◆ EXERCISE ◆
Return each line from the items below that contains the word "green", copied whole. Matching is case-sensitive.

◆ DATASET RECORDS ◆
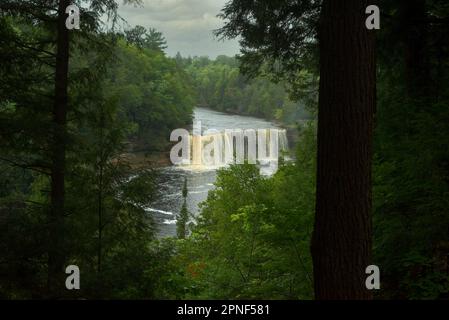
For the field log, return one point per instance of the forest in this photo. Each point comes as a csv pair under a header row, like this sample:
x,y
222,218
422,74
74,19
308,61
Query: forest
x,y
367,183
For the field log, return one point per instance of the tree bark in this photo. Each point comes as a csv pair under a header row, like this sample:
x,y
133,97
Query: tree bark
x,y
341,244
56,223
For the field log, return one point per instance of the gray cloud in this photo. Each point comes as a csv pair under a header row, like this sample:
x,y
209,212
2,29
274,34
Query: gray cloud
x,y
186,24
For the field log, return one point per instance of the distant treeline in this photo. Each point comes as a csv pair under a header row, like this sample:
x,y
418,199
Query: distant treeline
x,y
221,86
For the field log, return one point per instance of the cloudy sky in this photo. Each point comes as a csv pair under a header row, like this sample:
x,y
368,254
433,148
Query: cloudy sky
x,y
186,24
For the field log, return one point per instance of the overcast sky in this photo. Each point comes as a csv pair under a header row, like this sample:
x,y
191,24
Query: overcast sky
x,y
186,24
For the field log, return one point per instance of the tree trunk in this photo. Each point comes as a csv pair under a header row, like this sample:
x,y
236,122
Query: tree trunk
x,y
56,244
341,244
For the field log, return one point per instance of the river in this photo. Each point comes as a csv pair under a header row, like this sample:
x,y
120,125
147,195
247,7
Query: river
x,y
199,180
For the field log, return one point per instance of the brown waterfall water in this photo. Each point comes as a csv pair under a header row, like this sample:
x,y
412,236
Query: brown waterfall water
x,y
201,177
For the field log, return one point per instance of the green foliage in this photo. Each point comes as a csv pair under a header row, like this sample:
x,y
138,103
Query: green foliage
x,y
221,86
252,238
153,95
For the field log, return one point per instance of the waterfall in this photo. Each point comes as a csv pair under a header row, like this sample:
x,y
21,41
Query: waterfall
x,y
218,149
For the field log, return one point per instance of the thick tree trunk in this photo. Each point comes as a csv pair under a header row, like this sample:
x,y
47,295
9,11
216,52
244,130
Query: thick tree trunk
x,y
341,244
56,245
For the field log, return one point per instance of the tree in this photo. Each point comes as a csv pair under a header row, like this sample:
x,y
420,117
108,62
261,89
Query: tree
x,y
150,39
282,34
341,245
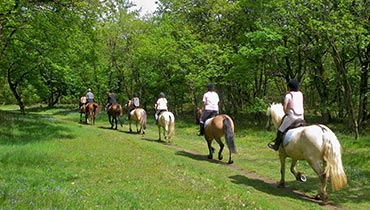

◆ OUTPUT OF THE TASK ◆
For the field log, return one point per instance of the green foliage in this photo. Each point comes as a csv pair under a header row, like this sample:
Query: green foliage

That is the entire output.